— Stated goal 1 —
Using the Mayakan pipeline article, answer each question in a short phrase.
(a) Which company owns the Mayakan pipeline?
(b) What generation capacity is planned for the Valladolid plant?
(c) What is the combined investment in the two combined cycle plants?
— Stated goal 2 —
For each statement, say whether the Mayakan pipeline article supports it. Answer yes or no, and quote the words from the article that decide it.
(a) The Mérida plant is scheduled to begin commercial operations before the Valladolid plant.
(b) ENGIE Mexico is headquartered in Mexico.
(c) The Cuxtal I project links the Mayakan pipeline to the Sistrangas grid.
— Stated goal 3 —
Extend the Mayakan pipeline article by writing what comes after its last sentence.

— Source —
Mexico Energy Monitor

CFE and Engie start construction of Mayakan pipeline expansion

  • Mexico’s state-run utility CFE and France-headquartered ENGIE Mexico announced the start of construction work to expand the Mayakan natural gas pipeline. The expansion of the pipeline would increase natural gas availability in the Yucatán peninsula using supply that would come from the recently-announced Gate to the Southeast (Puerta al Sureste) pipeline project.
  • Even though the completion of the Cuxtal I project, which connects the ENGIE-owned Mayakan pipeline to the national Sistrangas grid, is estimated to have increased the amount of gas transported to the peninsula to approximately 120-140 million cubic feet (mcf)/day, this expansion responds to larger future demand of natural gas and to satisfy the operational needs of the newly-developed nearby power generation plants Valladolid IV and Merida IV.
  • The combined cycle plants in the cities of Mérida and Valladolid in the Yucatán peninsula are scheduled to start commercial operations on 1 November 2024 and 3 January 2025, respectively, according to CFE executives. The two plants have a combined investment of around $1.2 billion. The combined cycle plant in Mérida is planned to have a generation capacity of 499MW while the one in Valladolid is planned to have a 1.02GW capacity.

— Dataset excerpts —
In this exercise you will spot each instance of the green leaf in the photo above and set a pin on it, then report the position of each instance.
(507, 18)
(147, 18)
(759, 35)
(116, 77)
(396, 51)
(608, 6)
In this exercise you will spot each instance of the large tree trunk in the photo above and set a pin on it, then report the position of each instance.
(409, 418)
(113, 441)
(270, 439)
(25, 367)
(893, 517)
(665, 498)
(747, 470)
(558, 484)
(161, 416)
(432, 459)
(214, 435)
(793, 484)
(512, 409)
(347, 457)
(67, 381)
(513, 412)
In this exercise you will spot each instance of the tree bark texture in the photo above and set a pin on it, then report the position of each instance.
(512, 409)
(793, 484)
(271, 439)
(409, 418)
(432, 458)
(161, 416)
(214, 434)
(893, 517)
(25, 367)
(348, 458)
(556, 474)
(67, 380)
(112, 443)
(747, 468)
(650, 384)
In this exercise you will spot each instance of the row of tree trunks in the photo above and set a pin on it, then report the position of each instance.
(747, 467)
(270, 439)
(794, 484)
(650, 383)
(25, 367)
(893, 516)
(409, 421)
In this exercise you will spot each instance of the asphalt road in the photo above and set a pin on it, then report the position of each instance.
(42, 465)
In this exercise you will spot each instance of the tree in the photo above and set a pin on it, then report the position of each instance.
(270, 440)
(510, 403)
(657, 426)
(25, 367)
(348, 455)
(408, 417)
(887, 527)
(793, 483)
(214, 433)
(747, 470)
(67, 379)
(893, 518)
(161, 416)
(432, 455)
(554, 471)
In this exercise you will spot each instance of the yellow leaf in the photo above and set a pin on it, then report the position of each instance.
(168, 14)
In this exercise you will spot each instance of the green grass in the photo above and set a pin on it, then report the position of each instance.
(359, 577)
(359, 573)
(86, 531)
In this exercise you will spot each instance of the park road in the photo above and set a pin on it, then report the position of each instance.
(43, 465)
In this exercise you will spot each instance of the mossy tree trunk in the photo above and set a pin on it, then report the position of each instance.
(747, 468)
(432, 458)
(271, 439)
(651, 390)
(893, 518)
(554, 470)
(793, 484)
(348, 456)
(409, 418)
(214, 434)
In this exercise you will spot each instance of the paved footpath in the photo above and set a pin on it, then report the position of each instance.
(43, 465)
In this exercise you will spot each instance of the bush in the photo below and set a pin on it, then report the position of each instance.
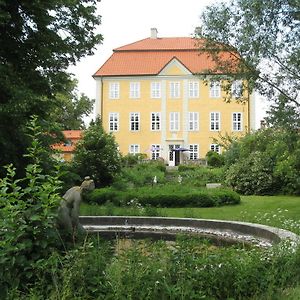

— Answer 1 —
(a) ENGIE
(b) 1.02GW
(c) Around $1.2 billion

— Answer 2 —
(a) Yes: "scheduled to start commercial operations on 1 November 2024 and 3 January 2025, respectively"
(b) No: "France-headquartered ENGIE Mexico"
(c) Yes: "which connects the ENGIE-owned Mayakan pipeline to the national Sistrangas grid"

— Answer 3 —
  • CFE is focusing on increasing the gas supply to the Yucatán peninsula, which maintains among the highest power generation costs due to deficient natural gas pipeline infrastructure as well as fewer transmission lines.
  • CFE is also building a solar plant in Mérida. The Nachi Cocom plant would have a total capacity of 7.5MW once built. CFE has said the main goal of the Nachi Cocom solar plant in the southeast state of Yucatán is to provide energy for the new electric public transport system of the city of Mérida.
  • In previous announcements, CFE had said that the plant would serve to power some aspects of the Tren Maya intercity railway, President Andrés Manuel López Obrador (AMLO)’s flagship infrastructure project.
  • CFE is also connecting Holbox island to the national SEN grid through 10.5km of submarine cables as well as rehabilitating an additional 6.5km of submarine cables connecting Isla Mujeres island with Cancún.
  • Despite the stated progress with these projects, state-run and private sector companies have not always shown an ability to complete projects on time, often for reasons out of their control. Natural gas infrastructure projects included in Mexico’s 2020-2024 long-term planning document known as Plan Quinquenal have been delayed.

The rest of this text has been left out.